▸ **TO DO**
Only the number is requested. Tally the lines of the data that hold the string "foliage".

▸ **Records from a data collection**
□ □ □ □

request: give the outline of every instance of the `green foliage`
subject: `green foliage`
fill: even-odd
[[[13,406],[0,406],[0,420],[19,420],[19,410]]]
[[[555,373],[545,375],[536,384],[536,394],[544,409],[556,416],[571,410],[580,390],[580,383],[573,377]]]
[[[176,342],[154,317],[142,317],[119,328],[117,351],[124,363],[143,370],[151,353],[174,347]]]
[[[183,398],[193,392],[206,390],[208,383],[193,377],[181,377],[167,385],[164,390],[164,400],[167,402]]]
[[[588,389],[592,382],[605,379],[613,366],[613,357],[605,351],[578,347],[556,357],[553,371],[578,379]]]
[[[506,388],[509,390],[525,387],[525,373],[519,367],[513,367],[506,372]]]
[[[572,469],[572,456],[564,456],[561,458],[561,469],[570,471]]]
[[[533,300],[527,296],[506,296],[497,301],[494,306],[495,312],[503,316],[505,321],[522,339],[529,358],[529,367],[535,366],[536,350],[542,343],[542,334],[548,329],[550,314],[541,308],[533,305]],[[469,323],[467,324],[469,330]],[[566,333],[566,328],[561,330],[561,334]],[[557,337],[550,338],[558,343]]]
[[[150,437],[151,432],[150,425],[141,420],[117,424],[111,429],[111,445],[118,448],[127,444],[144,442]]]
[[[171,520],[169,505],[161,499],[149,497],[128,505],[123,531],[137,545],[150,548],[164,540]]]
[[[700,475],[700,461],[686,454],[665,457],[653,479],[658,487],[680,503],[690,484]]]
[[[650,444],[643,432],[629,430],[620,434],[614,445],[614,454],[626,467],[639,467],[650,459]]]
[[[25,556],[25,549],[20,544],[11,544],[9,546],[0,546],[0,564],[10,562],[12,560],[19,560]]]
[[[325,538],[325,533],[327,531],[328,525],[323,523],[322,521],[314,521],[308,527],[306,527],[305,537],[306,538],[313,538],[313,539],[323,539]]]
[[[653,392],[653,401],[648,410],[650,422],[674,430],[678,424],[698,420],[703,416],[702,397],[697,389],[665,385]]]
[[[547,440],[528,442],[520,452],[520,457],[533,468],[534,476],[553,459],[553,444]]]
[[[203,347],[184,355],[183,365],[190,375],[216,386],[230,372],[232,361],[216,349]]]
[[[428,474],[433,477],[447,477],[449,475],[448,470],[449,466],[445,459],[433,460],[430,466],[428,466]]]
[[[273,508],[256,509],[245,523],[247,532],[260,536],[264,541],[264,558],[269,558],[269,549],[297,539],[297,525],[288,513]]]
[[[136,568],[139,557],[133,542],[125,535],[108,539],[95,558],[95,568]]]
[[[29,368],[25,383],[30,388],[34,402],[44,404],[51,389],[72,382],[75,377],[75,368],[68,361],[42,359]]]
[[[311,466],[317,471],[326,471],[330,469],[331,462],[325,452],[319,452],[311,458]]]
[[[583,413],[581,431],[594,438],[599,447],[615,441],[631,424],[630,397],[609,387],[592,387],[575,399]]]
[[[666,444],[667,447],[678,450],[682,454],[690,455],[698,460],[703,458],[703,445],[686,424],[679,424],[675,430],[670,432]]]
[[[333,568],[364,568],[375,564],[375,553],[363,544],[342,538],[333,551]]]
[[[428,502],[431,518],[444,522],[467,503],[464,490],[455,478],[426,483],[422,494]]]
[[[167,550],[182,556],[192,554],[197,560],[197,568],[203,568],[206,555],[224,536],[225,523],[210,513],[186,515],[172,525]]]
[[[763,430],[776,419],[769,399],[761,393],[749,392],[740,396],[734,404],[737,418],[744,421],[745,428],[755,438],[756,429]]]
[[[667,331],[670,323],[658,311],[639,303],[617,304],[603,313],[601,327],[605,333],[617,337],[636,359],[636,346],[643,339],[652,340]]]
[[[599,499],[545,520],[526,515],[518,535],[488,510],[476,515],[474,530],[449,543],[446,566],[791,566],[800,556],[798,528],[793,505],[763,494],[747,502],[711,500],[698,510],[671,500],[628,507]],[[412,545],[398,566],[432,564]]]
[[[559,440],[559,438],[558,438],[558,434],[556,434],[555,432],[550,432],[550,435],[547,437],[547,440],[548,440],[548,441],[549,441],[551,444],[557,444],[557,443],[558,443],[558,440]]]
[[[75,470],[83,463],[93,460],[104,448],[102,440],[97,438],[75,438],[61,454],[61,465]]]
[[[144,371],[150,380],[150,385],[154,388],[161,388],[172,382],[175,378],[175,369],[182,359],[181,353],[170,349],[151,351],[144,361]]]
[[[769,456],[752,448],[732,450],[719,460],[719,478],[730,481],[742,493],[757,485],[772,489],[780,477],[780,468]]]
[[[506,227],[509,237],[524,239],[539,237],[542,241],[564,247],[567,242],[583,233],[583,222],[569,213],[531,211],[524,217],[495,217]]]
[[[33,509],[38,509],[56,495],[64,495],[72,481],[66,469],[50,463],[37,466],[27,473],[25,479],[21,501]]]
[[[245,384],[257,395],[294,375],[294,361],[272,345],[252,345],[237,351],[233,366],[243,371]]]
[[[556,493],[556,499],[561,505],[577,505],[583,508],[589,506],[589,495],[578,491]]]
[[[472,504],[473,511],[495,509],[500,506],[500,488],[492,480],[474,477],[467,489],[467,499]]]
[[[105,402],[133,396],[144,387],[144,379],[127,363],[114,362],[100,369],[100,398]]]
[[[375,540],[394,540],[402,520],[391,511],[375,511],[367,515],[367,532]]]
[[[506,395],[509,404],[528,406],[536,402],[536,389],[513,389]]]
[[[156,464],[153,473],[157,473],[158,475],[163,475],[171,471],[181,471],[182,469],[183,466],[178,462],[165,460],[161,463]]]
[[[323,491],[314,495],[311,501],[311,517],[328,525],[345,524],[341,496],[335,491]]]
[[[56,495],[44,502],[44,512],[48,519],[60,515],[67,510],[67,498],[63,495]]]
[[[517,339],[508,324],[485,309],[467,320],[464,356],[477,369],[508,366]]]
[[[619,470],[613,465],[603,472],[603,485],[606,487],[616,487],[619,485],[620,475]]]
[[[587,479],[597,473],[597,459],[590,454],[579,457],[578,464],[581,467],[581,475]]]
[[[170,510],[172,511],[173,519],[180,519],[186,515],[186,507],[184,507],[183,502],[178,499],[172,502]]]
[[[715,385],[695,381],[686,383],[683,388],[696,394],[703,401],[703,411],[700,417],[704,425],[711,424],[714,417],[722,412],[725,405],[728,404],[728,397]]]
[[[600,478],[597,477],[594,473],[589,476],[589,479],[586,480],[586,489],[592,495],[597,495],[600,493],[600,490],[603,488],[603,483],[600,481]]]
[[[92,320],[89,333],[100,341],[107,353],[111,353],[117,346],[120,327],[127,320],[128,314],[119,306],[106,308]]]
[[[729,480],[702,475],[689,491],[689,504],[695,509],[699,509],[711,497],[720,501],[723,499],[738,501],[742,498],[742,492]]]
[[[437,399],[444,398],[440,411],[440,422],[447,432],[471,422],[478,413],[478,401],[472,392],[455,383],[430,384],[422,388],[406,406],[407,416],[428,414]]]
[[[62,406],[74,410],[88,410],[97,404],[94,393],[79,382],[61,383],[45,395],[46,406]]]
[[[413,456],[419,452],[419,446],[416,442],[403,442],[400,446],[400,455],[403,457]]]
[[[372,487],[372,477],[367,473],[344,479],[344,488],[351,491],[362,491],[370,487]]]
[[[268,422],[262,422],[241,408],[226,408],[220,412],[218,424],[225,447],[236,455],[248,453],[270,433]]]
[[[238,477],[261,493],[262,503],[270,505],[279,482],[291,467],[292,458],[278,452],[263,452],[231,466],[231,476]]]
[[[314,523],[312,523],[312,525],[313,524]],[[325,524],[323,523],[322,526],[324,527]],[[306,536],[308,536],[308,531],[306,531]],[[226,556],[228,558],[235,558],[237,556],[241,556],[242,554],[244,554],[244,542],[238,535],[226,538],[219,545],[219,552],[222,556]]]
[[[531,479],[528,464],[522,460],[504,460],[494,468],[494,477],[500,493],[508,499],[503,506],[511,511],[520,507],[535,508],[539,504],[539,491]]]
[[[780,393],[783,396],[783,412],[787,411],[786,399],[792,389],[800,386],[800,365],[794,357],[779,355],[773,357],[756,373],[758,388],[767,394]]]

□ □ □ □

▸ **RESPONSE AREA**
2